Text provided:

Re: Summary of First Party vs. Third Party Tests

FWIW

In 2009, we looked into this issue somewhat in 2009 and found that many
large web companies can have as many as 2000 'affiliates' based on the GLB
definition <http://www.sec.gov/rules/final/34-42974.htm#P84_20157> (average
was 297).  Summary here <http://knowprivacy.org/affiliates.html> and full
report <http://knowprivacy.org/full_report.html>. Additionally, the privacy
policies of most of these sites stated that they shared data with
affiliates<http://knowprivacy.org/images/policies_large.jpg> but
they did not share data with 3rd parties.

I think one issue here is that most consumers would not immediately
comprehend this technical distinction and would potentially consider a
company like Fox separate from say the social network, Myspace.

Perhaps something to consider as we work through these definitions.

Problem description:
Reproduce word for word the stretch of the message on affiliates and third parties from "Re: Summary of" through "with 3rd parties.". Answer using only the message on affiliates and third parties.

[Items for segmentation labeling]
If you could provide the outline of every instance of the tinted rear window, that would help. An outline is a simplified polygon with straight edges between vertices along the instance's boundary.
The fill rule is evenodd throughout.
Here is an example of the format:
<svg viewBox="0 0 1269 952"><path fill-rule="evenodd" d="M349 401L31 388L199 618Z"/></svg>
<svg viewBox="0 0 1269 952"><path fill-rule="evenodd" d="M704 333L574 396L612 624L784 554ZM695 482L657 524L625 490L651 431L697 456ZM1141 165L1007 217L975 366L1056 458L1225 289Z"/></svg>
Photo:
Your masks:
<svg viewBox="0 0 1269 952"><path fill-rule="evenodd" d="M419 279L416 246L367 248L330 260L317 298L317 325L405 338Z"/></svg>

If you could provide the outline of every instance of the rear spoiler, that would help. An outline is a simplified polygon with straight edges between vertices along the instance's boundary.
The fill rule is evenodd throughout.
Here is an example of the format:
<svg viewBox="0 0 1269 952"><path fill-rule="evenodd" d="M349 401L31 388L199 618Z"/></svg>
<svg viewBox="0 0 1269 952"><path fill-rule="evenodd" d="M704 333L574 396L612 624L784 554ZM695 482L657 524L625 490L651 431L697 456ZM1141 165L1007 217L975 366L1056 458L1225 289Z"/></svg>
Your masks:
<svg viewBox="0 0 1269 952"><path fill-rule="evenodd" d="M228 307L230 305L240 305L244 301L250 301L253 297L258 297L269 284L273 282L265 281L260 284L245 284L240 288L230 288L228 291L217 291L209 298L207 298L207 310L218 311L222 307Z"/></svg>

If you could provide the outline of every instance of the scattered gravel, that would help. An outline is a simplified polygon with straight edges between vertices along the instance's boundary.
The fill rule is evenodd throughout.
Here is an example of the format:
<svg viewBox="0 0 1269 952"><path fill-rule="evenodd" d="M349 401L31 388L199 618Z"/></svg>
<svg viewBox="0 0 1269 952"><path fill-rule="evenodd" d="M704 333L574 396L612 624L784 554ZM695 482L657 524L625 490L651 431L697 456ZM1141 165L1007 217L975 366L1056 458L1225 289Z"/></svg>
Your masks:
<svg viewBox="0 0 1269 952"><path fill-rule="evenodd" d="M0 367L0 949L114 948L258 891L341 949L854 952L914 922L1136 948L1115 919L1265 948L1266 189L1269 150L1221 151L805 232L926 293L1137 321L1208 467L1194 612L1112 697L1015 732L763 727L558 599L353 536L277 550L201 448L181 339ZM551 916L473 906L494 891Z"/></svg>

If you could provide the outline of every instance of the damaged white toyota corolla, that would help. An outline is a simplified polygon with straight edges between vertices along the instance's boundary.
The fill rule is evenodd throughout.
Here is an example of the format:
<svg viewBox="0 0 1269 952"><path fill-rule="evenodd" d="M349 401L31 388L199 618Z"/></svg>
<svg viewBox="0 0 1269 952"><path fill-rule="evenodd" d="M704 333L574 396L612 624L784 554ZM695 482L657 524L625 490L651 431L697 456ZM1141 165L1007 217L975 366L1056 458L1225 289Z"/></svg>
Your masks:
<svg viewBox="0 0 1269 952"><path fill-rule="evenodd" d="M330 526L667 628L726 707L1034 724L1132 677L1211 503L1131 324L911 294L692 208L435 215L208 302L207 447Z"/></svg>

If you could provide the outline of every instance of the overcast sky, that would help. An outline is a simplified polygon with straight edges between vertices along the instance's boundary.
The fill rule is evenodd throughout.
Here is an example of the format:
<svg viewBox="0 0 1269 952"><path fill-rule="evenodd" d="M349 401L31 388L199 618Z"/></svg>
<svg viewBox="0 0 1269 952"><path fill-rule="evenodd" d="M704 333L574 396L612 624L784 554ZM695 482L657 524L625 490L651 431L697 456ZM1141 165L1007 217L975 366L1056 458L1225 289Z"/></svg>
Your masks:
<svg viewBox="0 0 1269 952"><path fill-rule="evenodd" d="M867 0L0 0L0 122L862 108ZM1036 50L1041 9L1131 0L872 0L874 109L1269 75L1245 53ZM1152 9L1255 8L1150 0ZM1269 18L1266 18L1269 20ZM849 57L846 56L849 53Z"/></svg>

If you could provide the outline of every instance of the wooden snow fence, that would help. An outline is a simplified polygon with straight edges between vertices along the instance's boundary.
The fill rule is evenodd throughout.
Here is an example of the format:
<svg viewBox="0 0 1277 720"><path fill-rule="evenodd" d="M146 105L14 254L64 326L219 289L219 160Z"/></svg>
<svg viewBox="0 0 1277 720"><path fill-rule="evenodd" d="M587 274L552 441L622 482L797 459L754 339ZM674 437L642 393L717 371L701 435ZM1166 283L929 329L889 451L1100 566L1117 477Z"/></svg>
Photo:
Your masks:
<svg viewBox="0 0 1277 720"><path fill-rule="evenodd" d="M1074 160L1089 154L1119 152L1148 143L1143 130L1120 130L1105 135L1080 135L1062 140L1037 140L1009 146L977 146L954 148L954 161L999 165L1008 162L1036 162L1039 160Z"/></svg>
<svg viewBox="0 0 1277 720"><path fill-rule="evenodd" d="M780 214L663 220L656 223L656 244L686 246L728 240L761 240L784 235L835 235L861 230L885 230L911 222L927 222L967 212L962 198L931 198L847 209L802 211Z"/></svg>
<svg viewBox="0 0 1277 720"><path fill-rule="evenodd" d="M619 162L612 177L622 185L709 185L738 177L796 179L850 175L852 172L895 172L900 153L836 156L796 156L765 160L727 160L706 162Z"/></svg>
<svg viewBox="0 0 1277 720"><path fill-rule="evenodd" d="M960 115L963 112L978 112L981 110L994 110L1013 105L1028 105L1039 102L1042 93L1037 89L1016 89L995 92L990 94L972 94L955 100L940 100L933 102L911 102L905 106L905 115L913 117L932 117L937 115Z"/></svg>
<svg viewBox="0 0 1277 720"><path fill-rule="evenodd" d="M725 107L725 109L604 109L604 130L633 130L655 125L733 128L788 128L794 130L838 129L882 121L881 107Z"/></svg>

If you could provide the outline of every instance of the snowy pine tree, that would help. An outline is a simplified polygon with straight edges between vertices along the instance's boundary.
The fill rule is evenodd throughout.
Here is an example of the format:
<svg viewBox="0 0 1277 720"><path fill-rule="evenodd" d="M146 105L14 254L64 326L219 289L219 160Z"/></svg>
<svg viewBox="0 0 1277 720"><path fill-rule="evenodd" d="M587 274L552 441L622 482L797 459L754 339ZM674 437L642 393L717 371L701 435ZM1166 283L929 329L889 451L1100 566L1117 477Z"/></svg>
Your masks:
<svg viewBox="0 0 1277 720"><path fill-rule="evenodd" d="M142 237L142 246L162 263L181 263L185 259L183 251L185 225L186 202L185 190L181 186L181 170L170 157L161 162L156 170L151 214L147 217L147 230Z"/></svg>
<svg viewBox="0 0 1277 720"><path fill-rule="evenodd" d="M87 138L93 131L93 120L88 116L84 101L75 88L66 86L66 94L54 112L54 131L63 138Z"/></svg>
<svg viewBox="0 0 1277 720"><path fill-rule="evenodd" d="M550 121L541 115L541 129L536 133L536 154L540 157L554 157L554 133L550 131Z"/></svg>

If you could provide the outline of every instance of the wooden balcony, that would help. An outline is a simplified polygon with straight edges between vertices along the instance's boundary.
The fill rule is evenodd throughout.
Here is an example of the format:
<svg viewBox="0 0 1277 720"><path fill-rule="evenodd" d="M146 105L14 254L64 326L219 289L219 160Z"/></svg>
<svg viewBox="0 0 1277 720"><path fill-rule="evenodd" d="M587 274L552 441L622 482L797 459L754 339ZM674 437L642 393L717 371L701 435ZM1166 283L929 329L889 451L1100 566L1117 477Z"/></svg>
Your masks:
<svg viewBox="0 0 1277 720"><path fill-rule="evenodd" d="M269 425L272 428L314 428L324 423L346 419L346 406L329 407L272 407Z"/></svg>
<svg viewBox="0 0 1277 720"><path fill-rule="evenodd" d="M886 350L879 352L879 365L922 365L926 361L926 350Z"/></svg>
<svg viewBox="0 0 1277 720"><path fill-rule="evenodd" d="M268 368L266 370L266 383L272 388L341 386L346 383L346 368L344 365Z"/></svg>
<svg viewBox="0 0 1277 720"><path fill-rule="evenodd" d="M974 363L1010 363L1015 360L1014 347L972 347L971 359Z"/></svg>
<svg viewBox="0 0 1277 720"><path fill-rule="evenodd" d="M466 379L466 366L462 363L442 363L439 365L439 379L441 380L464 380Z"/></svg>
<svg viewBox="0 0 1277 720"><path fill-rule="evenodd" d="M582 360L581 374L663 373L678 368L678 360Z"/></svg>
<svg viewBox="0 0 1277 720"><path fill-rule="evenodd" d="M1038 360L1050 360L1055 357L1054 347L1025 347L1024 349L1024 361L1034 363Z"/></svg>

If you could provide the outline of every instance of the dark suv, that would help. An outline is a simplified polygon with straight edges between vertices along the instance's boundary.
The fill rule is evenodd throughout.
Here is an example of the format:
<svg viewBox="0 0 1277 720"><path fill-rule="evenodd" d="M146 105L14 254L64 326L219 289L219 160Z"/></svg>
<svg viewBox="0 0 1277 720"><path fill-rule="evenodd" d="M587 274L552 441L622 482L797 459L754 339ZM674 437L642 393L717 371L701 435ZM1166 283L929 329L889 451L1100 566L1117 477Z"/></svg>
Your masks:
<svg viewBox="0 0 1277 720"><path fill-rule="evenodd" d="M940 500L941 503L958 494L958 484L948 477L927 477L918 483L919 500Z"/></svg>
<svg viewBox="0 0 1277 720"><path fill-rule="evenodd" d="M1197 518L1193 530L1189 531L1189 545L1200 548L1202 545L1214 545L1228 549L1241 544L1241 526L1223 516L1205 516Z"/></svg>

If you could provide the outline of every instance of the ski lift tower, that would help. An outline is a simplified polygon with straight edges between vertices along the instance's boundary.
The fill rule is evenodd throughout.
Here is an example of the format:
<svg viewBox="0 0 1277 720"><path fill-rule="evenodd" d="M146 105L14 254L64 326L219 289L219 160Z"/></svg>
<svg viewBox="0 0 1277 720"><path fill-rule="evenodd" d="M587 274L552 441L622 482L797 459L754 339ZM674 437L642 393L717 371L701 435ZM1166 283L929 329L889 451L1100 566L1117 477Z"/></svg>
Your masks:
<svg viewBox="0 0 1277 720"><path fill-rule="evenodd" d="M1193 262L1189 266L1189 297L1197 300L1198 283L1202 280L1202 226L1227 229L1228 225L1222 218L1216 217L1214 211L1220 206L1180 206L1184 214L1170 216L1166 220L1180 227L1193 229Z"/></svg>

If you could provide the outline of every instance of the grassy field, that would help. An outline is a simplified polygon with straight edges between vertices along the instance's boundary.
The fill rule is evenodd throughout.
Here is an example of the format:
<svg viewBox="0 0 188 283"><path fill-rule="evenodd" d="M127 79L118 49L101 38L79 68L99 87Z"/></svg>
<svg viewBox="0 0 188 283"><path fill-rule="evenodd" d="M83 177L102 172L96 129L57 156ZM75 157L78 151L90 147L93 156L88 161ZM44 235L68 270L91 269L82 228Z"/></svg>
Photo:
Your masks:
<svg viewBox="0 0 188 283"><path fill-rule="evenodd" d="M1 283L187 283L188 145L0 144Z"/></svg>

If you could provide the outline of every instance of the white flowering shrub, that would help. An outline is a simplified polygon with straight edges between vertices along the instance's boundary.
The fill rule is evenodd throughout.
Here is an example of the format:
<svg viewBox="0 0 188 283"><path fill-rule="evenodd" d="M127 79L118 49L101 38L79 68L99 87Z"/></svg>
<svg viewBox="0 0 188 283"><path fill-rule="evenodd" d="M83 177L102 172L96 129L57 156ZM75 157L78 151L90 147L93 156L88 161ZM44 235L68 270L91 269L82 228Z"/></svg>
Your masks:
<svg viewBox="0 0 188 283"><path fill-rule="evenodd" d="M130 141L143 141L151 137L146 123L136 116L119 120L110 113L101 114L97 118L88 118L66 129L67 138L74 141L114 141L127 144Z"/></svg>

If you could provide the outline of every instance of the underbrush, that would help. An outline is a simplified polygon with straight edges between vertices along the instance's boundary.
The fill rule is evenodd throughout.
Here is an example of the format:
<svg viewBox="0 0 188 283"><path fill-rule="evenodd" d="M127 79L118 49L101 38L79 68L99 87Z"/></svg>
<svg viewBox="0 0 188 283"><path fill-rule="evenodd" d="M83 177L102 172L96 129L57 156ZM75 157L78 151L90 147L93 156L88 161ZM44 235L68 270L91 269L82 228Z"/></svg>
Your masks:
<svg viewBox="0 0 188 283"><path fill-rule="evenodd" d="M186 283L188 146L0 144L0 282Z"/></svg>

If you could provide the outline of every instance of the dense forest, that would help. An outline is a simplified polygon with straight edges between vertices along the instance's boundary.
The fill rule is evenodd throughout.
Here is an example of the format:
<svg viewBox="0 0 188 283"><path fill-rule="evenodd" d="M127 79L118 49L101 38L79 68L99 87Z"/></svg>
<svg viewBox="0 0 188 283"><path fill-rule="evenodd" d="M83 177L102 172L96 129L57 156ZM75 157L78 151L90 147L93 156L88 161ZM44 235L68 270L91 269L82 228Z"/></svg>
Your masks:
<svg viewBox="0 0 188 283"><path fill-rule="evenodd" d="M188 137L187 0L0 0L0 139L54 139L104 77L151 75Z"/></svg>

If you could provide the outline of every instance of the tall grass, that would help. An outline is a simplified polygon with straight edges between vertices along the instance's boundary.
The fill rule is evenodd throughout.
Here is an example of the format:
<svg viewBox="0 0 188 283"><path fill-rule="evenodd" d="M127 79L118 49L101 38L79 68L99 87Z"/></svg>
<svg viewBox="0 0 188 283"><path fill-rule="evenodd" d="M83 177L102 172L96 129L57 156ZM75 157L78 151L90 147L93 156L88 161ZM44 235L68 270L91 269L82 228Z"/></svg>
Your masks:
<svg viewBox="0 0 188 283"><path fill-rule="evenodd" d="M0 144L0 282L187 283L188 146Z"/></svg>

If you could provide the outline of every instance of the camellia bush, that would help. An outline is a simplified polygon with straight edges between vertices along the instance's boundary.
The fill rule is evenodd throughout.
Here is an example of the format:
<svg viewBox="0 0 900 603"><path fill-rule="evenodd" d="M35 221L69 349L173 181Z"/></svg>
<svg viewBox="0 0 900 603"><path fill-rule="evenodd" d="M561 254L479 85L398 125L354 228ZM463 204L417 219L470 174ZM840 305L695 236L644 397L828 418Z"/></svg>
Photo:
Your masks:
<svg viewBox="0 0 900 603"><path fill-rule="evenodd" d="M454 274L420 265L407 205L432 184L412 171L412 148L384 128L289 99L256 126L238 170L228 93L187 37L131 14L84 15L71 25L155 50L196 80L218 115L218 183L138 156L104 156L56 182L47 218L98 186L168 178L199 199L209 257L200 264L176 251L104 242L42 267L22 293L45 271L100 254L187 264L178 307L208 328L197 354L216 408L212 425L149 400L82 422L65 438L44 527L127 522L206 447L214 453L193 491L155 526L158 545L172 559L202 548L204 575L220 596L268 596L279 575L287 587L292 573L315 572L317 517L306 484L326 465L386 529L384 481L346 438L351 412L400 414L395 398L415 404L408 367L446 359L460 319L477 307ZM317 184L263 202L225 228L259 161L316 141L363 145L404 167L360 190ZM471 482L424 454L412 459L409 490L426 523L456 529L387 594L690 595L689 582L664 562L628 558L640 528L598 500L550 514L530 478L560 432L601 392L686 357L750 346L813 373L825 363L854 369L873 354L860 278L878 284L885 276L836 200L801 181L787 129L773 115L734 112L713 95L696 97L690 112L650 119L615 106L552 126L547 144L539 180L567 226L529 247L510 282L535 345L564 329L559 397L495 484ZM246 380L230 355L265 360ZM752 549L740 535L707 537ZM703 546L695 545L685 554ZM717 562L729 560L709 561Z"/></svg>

Output of the task:
Re: Summary of First Party vs. Third Party Tests

FWIW

In 2009, we looked into this issue somewhat in 2009 and found that many
large web companies can have as many as 2000 'affiliates' based on the GLB
definition <http://www.sec.gov/rules/final/34-42974.htm#P84_20157> (average
was 297).  Summary here <http://knowprivacy.org/affiliates.html> and full
report <http://knowprivacy.org/full_report.html>. Additionally, the privacy
policies of most of these sites stated that they shared data with
affiliates<http://knowprivacy.org/images/policies_large.jpg> but
they did not share data with 3rd parties.